### Work required
From the items below, pull out each line that contains the word "water".

### Data provided
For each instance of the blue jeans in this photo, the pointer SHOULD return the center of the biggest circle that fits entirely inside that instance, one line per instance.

---

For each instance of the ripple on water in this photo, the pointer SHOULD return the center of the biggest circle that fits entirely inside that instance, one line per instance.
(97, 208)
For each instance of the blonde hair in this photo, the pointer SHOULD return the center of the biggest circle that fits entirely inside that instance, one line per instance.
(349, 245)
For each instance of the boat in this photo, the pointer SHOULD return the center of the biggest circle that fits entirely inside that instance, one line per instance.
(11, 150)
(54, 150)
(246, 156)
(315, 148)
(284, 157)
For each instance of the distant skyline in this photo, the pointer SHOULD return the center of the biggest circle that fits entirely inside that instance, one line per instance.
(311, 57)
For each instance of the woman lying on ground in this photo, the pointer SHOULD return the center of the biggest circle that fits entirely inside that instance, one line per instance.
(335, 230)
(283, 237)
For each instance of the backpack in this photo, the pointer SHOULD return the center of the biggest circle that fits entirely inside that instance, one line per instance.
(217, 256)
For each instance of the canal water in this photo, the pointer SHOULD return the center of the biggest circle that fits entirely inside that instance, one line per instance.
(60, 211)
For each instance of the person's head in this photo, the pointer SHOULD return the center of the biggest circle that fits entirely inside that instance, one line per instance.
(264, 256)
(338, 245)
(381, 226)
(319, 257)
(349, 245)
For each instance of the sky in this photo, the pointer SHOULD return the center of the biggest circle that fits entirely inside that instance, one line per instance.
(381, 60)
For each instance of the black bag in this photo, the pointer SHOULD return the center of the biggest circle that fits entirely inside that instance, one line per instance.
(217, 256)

### Exercise response
For each instance of the ripple on water in this photo, the pointer SHOULD return the center of the biggest circle that fits entirely inside that instance, one line per instance.
For each instance of the canal water in this photo, the pointer SHOULD return the center of the biggest circle that fits entirely inside that instance, one line per instance.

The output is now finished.